• **SOURCE**:
**********

Monday, Nov. 01, 2004

Hallo... you're a weener

I just watched a guy on Vh1 who wanted (and got) the name "Curly" tattooed on his penis as a tribute to his favorite member *snort* of the Three Stooges.

Happy Halloween.

My Halloween wasn't too fantastic.

First I slept in way too late and missed the few hours I would have my mom to myself. Then I had an abrupt awakening that brought me to pathetic four-year old like tears.

While watching a movie with the family, I somehow pissed Ernie off. I guess he told my mom that I was "rude", but honestly I don't get what I did.

It upset me at first, I cried (again),and then tried to ignore it because I hate being a downer with mom.

I kinda forgot about whie handing out candy since Loopy was funny to watch going nuts at the sight of little people in strange costumes ringing her doorbell.

She was especially upset when she realized I was giving out candy.

After that she was hilarious because she ran in cirlces while shout barking as if to say "GET THE HELL OFF MY PORCH!!! NOOOOOOO DON'T GIVE OUT THE CANDY!! THAT'S OUR CANDY!!!!!!"

Lots of fun having her around.

**********

• **INFORMATION PROVIDED**:
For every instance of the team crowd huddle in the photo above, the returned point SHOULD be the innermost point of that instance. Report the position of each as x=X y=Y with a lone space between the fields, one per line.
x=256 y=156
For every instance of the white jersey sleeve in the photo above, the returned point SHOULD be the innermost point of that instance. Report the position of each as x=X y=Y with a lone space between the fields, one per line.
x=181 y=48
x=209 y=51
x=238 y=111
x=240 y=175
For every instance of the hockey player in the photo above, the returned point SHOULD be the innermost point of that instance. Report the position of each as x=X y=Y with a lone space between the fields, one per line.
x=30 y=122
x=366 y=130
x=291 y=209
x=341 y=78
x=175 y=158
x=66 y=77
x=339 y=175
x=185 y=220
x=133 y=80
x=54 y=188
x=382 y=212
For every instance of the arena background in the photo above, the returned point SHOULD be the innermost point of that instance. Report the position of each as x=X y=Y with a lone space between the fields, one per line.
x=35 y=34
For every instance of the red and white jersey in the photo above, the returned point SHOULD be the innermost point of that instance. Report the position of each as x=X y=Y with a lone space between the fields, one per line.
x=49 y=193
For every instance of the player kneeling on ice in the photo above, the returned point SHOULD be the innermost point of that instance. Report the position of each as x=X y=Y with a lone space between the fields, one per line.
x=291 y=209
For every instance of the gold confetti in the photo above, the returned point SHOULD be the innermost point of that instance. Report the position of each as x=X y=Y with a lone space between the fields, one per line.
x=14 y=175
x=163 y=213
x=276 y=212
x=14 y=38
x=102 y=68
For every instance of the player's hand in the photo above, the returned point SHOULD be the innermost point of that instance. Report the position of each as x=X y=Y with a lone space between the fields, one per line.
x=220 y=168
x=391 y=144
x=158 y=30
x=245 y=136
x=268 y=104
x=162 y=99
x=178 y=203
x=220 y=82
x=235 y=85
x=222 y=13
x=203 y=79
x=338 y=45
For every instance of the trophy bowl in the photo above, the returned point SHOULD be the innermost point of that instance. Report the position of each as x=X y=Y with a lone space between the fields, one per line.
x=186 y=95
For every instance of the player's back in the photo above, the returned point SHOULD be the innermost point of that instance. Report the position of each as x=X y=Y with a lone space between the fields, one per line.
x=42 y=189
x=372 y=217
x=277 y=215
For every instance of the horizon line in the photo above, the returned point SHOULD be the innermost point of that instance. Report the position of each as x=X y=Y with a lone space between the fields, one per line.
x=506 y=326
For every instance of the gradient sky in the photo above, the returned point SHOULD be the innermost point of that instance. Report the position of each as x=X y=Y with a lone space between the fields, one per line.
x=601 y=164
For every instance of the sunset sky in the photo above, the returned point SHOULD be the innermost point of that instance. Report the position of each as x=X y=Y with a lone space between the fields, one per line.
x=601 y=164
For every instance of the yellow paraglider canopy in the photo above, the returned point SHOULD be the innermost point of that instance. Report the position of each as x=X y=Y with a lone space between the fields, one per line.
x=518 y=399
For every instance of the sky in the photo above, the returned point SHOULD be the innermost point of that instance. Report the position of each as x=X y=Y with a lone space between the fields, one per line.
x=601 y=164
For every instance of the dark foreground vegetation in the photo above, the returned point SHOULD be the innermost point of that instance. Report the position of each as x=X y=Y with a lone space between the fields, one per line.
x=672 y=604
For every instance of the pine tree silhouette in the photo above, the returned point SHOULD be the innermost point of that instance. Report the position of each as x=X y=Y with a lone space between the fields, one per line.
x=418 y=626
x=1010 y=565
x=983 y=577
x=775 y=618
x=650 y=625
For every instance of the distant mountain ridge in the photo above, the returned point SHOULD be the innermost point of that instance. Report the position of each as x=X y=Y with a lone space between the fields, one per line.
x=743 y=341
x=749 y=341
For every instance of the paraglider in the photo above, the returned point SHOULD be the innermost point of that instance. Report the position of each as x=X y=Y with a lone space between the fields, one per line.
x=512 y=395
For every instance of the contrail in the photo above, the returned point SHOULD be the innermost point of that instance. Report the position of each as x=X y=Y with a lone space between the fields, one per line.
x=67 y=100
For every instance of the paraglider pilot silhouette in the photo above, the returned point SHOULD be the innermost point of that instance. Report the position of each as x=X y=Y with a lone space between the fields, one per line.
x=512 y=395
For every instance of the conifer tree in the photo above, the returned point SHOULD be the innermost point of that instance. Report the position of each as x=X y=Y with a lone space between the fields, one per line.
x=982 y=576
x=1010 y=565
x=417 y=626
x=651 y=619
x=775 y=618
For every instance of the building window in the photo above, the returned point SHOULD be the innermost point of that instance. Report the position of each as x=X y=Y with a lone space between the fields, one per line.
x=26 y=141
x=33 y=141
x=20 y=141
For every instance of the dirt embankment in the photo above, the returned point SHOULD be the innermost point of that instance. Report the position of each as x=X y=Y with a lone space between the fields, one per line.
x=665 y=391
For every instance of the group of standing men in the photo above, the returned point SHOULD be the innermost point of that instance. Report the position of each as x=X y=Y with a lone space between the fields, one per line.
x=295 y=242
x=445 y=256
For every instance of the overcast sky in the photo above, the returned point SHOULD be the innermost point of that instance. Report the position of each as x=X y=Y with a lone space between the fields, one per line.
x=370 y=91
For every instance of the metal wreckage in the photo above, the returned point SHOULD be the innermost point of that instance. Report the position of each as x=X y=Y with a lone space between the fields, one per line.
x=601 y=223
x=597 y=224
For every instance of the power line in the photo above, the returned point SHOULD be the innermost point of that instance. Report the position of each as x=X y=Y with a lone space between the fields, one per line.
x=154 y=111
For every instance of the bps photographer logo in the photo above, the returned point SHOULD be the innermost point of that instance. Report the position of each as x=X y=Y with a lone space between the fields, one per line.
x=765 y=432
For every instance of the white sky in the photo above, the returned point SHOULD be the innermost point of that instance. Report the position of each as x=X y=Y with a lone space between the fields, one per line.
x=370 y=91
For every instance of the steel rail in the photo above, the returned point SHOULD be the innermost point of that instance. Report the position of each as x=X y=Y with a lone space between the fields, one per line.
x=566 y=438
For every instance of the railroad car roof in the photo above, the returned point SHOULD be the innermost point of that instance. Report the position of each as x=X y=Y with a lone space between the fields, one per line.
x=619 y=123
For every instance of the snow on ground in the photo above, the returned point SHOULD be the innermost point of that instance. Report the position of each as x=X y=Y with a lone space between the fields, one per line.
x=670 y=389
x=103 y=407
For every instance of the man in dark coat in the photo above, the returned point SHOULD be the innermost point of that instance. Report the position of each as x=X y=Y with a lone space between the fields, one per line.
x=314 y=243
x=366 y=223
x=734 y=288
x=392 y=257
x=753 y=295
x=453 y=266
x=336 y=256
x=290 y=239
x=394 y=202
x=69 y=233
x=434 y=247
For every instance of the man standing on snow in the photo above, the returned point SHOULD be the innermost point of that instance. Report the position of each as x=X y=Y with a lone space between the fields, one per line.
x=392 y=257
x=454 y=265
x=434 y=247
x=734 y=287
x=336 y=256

**********

• **EXERCISE DETAILS**:
From the Halloween diary entry, write out the passage word for word, starting with "I kinda forgot" and going on through "giving out candy.".

• **TASK RESULT**:
I kinda forgot about whie handing out candy since Loopy was funny to watch going nuts at the sight of little people in strange costumes ringing her doorbell.

She was especially upset when she realized I was giving out candy.